_TASK TO CARRY OUT_
Please repeat the passage on Proust and memory word for word, beginning at "Our creativity with" and stopping after "the original event.".

_SOURCE_
When he wrote Remembrance of Things Past, Marcel Proust was trying to capture the essence of events that no longer existed except in his memories of them. He wanted to articulate the day-to-day feeling and evoke the sensations that had once been so real to him, the link between Sacred Memory and the Present Moment. He would tap into moments in time through his recollection of sights and scents and sounds. The resonance of memory for him lay not just in the moment that was being retrieved, but in the process and reason used to initiate the act of remembering. By the very immersion in scenes from his life, Proust was revising and coloring them from where he was as he wrote down the words describing the elusive past. Like the details of the Vermeer paintings he recalled, he wanted to apprehend again the detailed experience of all he had once known, but he could not be sure he had grasped what it was.
Our creativity with memory is inevitable, for we are all drawn over and over again to new versions of the visual and tangible effects of the memories we hold. Each memory cannot be accessed by us without our changing its content and form at once. This is an ongoing, familiar process that we each experience, with the result that both traumatic and joyful events, in time, are most often perceived very differently from the original event.

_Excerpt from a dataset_
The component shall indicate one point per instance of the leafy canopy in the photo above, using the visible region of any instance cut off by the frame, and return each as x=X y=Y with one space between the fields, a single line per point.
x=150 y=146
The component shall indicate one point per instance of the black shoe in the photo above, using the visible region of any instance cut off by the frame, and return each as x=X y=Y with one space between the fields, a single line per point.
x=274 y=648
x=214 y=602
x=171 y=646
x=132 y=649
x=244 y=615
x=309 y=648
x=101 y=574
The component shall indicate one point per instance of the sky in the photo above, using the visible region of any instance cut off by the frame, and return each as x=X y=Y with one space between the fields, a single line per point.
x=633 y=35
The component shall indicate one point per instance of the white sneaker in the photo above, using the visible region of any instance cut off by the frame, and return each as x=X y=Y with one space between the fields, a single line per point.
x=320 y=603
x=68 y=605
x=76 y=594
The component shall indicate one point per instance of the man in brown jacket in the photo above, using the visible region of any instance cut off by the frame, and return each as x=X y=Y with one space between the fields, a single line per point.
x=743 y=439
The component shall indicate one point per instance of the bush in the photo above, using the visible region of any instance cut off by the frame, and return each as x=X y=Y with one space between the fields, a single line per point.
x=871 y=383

_PROBLEM SOLUTION_
Our creativity with memory is inevitable, for we are all drawn over and over again to new versions of the visual and tangible effects of the memories we hold. Each memory cannot be accessed by us without our changing its content and form at once. This is an ongoing, familiar process that we each experience, with the result that both traumatic and joyful events, in time, are most often perceived very differently from the original event.